Photo-based referring expression data:
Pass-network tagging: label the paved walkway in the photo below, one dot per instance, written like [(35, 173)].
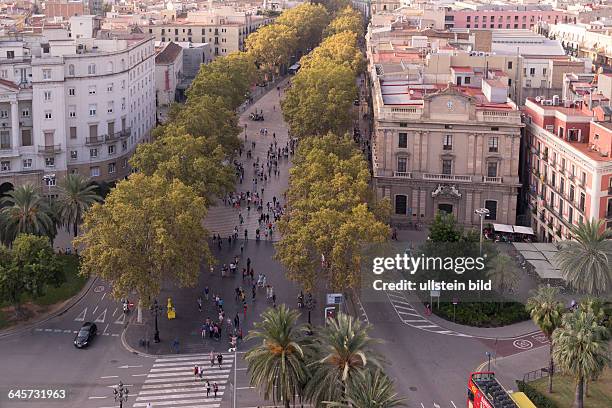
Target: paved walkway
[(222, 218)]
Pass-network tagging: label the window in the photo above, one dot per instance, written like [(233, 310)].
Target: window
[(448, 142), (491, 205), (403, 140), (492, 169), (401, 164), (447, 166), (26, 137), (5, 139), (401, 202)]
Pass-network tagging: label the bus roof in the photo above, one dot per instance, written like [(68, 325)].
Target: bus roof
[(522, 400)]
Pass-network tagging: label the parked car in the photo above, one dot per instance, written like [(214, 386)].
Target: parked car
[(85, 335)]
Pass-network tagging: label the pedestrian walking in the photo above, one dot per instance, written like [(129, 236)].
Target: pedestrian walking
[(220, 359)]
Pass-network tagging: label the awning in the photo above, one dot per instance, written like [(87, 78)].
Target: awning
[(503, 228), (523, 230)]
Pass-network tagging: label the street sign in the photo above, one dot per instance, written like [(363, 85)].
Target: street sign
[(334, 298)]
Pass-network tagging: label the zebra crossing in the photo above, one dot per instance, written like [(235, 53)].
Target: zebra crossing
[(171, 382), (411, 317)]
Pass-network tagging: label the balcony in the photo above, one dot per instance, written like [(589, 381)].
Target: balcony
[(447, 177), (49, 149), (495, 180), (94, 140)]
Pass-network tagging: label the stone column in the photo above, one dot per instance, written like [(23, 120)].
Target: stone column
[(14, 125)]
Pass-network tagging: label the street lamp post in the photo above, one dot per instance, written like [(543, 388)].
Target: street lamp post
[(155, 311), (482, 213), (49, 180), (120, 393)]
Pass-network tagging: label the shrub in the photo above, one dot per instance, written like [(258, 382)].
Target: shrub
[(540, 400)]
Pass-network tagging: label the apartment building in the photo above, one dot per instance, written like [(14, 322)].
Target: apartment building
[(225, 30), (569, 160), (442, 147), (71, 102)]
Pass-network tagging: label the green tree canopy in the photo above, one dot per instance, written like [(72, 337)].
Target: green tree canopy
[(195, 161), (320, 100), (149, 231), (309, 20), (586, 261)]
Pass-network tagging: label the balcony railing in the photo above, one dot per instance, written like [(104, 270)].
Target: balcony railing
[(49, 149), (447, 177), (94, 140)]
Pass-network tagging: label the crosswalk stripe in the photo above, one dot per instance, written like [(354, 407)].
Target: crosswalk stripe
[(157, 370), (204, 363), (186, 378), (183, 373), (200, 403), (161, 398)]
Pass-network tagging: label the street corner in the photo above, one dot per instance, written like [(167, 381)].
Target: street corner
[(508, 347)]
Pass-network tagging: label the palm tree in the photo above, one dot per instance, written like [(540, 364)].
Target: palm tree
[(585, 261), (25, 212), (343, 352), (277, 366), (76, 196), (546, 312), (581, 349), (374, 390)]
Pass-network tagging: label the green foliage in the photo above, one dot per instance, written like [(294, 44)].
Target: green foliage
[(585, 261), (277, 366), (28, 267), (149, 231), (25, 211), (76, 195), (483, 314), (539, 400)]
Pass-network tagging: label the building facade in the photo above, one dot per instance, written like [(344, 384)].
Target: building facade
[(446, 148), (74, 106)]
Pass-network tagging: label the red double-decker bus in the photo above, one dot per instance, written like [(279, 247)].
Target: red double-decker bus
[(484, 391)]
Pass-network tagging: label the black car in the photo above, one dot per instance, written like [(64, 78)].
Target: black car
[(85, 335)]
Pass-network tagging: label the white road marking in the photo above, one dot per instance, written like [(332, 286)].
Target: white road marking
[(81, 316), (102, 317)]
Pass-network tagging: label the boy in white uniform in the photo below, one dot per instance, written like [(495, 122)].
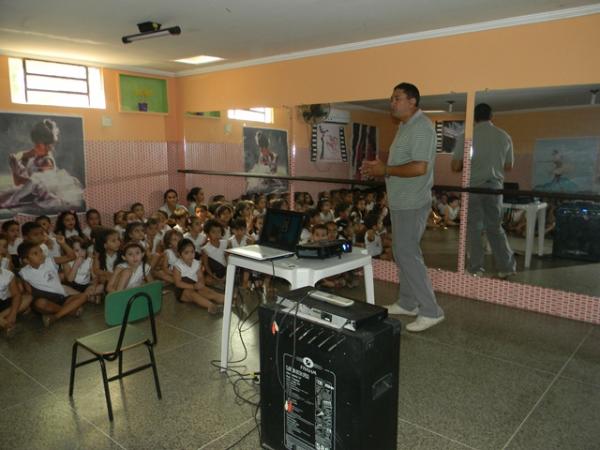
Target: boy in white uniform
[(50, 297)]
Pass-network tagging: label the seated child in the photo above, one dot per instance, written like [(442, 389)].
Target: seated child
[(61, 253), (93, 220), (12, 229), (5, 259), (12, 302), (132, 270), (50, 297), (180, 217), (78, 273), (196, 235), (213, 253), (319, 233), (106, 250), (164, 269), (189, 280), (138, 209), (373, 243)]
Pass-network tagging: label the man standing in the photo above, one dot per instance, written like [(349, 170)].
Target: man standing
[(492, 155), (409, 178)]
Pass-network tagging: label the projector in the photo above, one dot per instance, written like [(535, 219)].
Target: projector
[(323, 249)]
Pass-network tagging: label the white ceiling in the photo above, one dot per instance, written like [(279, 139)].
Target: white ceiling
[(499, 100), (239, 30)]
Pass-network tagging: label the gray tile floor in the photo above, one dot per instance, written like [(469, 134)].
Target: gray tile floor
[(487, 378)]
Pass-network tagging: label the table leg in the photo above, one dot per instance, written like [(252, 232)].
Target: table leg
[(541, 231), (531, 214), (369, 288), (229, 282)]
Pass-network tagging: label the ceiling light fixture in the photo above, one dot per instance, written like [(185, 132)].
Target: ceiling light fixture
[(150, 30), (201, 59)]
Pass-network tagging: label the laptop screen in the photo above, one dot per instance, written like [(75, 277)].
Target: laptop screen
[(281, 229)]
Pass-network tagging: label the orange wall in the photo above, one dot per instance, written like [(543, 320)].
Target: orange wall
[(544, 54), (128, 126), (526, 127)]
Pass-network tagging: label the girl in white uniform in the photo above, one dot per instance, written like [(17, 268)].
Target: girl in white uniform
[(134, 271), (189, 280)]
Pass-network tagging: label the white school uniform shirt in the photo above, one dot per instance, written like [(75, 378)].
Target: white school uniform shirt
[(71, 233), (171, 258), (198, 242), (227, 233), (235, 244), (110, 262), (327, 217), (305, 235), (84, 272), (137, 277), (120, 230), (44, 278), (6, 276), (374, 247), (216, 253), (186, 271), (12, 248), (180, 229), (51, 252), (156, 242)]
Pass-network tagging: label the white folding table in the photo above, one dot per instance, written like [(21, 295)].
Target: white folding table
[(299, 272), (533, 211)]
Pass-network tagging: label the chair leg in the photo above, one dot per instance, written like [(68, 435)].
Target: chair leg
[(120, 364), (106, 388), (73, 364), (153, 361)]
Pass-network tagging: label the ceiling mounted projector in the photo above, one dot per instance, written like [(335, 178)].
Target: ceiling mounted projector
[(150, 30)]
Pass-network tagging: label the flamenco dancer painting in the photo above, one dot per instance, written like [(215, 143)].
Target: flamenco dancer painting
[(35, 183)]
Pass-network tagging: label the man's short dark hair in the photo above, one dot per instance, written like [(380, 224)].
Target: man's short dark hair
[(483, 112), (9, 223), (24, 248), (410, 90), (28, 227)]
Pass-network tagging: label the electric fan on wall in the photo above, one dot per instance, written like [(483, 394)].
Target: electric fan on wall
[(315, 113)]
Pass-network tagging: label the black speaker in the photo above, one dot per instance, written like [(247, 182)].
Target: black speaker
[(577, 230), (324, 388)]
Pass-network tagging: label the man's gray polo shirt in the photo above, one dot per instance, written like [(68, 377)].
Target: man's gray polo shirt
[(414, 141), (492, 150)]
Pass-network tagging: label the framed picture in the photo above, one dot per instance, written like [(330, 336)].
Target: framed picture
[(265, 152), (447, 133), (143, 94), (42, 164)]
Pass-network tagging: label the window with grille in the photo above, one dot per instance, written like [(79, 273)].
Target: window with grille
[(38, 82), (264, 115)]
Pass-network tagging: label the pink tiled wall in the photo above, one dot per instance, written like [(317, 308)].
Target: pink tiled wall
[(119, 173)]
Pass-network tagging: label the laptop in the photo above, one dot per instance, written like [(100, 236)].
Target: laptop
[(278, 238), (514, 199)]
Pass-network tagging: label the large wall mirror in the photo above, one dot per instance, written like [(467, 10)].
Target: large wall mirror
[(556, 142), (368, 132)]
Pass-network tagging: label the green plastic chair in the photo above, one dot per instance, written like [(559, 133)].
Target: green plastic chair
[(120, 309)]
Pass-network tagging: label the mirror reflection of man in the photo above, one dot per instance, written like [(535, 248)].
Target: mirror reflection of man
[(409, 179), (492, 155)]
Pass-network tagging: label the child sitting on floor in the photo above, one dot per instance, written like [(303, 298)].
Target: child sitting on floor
==
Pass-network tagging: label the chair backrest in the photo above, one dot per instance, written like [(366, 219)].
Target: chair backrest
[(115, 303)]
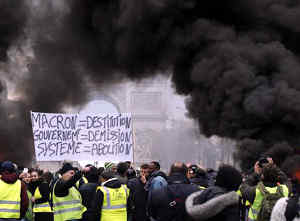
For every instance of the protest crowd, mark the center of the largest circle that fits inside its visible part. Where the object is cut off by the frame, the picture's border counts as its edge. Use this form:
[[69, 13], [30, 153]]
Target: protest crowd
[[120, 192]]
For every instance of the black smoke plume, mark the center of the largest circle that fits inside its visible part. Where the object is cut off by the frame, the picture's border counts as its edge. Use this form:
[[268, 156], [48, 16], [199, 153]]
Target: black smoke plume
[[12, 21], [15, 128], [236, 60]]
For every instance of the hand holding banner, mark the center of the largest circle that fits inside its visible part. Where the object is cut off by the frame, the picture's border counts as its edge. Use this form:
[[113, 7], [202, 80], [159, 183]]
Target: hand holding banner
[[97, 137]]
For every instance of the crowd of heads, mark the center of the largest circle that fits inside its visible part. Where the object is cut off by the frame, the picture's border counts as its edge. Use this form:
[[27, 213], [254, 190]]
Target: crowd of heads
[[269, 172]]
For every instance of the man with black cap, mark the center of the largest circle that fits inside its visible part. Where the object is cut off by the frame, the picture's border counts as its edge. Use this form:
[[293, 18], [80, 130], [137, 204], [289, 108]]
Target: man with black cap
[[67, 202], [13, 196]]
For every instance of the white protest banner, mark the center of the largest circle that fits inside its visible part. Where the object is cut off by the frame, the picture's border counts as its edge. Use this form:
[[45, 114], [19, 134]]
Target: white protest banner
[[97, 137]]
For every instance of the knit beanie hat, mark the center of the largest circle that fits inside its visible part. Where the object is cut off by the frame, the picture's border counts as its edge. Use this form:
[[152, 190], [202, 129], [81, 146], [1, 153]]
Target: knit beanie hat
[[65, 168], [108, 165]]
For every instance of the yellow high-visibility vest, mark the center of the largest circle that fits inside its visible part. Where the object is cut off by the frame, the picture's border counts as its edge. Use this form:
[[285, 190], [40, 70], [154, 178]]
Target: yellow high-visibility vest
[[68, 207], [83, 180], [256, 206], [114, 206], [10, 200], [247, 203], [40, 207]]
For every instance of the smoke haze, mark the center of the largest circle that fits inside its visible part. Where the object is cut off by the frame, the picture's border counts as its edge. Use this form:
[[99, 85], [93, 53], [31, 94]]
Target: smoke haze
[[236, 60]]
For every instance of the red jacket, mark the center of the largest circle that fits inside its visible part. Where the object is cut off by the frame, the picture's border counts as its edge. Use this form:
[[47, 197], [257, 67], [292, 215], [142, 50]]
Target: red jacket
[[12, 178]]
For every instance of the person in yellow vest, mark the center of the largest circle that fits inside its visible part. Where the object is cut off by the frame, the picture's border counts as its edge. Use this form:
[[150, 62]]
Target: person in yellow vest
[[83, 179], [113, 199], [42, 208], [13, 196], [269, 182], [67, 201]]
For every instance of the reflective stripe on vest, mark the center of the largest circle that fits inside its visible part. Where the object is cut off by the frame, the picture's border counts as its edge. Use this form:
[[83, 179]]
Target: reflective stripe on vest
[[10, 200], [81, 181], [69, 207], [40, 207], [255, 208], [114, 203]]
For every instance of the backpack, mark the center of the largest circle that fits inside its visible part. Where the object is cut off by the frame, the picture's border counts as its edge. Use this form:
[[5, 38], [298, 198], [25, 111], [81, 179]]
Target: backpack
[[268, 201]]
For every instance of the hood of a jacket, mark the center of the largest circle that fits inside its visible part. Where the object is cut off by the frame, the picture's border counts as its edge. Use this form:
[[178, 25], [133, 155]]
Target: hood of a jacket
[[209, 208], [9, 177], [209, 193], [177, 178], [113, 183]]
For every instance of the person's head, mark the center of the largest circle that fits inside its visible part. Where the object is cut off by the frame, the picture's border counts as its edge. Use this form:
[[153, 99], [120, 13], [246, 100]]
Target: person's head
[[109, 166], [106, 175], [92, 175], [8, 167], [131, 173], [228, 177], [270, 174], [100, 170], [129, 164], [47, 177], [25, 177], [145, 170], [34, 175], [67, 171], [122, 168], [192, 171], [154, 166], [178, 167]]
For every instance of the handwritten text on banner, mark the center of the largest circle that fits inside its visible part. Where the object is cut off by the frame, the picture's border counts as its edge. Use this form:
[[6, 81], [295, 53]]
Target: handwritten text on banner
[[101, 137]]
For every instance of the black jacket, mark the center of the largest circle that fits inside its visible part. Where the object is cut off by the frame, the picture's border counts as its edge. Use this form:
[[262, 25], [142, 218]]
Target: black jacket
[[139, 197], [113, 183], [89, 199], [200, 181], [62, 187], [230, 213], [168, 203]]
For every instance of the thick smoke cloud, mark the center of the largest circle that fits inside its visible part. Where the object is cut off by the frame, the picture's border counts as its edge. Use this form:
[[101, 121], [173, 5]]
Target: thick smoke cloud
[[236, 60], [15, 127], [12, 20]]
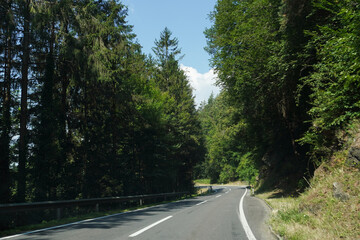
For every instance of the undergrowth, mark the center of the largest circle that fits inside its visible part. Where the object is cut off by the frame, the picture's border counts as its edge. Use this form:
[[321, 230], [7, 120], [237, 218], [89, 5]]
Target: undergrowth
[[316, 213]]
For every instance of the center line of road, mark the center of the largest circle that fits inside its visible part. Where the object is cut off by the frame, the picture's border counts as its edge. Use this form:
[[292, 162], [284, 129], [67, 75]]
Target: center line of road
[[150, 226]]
...
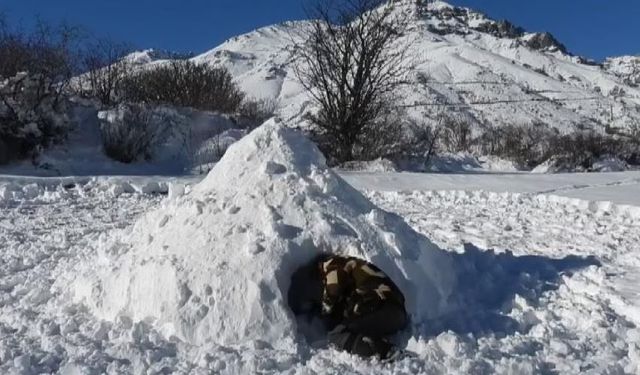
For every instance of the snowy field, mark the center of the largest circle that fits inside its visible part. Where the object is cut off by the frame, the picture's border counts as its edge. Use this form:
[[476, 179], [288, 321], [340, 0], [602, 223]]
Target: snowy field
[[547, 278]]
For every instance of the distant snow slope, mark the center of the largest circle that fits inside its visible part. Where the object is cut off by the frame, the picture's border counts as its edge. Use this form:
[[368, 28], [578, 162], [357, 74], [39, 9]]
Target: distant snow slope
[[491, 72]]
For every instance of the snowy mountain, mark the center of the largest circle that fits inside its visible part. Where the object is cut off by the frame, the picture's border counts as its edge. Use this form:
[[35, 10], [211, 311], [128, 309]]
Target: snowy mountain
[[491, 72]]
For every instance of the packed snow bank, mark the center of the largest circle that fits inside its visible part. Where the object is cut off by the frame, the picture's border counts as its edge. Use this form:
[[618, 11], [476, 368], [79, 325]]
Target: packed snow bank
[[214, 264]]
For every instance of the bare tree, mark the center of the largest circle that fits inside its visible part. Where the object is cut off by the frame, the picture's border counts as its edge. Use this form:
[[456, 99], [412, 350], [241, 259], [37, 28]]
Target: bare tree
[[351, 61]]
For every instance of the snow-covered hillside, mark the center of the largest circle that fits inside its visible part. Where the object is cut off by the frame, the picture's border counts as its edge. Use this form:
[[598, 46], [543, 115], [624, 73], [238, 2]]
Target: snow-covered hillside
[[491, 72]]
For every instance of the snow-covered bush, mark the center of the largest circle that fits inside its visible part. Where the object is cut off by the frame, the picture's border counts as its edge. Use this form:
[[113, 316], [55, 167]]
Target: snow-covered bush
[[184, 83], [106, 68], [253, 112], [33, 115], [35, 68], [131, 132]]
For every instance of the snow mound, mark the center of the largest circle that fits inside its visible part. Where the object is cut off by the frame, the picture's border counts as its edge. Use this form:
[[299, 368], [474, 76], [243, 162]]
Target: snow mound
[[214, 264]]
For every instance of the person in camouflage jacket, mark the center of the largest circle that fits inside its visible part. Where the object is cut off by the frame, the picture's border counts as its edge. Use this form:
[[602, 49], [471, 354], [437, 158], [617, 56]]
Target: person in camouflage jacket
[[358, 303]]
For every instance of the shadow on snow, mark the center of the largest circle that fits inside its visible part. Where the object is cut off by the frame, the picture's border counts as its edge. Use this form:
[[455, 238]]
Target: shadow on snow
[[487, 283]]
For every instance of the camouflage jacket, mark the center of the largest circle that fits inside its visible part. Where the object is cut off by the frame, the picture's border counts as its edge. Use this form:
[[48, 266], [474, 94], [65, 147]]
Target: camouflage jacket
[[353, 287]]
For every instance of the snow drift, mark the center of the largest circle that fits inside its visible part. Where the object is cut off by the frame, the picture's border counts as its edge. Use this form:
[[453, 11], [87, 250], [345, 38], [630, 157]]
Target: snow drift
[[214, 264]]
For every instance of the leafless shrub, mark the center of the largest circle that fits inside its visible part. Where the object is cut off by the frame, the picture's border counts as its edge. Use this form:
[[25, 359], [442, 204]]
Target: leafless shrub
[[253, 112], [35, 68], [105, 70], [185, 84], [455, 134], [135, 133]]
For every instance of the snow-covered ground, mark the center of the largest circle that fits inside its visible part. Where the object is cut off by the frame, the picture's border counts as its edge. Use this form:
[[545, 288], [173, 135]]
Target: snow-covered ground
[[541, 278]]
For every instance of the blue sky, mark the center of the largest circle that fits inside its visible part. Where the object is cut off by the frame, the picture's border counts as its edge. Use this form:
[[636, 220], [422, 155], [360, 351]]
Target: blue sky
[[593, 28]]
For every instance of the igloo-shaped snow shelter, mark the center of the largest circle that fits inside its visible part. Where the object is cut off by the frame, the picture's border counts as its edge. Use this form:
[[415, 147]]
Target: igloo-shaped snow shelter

◆ **DIRECTIONS**:
For the word "below", return every line of the records that holds it.

◆ **ANSWER TO THIS TASK**:
Pass-network tagging: label the paved walkway in the photo below, one dot per instance, written like [(35, 173)].
Pass-network tagging: label the boy in white uniform in the photo below, one dot per instance, written like [(495, 122)].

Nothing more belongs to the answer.